* _PROBLEM_: Reproduce every line of the records below, requests included, and multiply each point coordinate in the answers by 0.25, rounding to the nearest whole number with halves going up.

#####

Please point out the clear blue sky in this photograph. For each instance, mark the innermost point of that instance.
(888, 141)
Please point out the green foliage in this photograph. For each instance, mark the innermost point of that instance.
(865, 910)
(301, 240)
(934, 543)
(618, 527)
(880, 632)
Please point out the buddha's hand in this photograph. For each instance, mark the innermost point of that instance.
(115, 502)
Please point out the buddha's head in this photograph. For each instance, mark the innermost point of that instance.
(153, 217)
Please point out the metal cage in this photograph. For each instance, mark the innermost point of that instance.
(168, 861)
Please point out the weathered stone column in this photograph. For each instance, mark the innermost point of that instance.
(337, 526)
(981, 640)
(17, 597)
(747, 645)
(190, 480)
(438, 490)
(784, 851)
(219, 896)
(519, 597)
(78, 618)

#####

* _OUTPUT OF THE EXERCISE_:
Please point out the clear blue sky in this photograph. For each instance, mark the innermost point of that instance.
(222, 35)
Please point out the green foliage in this photograph. For each instance, mark the innermost point of that instance.
(216, 228)
(75, 60)
(234, 136)
(155, 132)
(220, 158)
Please point out the buddha's hand in this photograph. For each instance, mark the innermost point of that instance.
(29, 126)
Please point out the buddha's head in this photograph. For each instance, mark the innermost point of that instance.
(38, 54)
Please point out the metal cage in this photograph. For each instance, mark the innermost point of that instance.
(42, 215)
Please point out the weathered stone column in this photograph. For each instance, mark the innermost point of that instance.
(84, 132)
(245, 160)
(4, 149)
(187, 161)
(48, 120)
(110, 123)
(196, 213)
(55, 224)
(130, 149)
(20, 155)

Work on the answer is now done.